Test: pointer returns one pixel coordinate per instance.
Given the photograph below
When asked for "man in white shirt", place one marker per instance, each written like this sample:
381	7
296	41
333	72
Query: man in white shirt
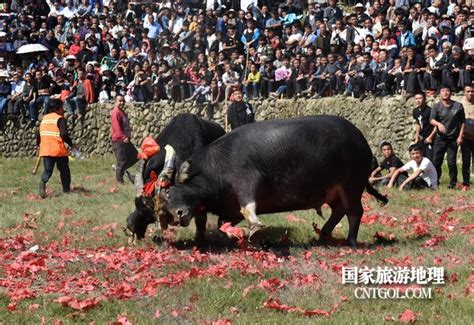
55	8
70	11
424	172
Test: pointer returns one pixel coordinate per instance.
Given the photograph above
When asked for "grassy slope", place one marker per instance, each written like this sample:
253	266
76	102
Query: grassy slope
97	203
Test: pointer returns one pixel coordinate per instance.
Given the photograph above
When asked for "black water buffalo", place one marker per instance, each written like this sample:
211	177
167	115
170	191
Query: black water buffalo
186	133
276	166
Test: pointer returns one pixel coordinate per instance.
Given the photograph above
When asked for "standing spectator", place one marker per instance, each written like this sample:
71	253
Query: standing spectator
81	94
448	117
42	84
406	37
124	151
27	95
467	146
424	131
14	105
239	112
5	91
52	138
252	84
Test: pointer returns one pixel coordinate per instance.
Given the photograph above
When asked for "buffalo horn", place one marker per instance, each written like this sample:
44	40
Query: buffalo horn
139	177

==============================

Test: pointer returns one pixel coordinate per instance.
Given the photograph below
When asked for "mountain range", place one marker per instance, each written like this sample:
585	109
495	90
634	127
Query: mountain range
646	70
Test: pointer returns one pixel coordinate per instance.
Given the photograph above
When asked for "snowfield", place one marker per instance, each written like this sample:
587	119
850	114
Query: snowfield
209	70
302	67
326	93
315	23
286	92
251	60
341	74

==============================

Exercise: Tally the lines of the items above that contain the string "Query", matching case exactly, and give only the number.

Exercise output: 7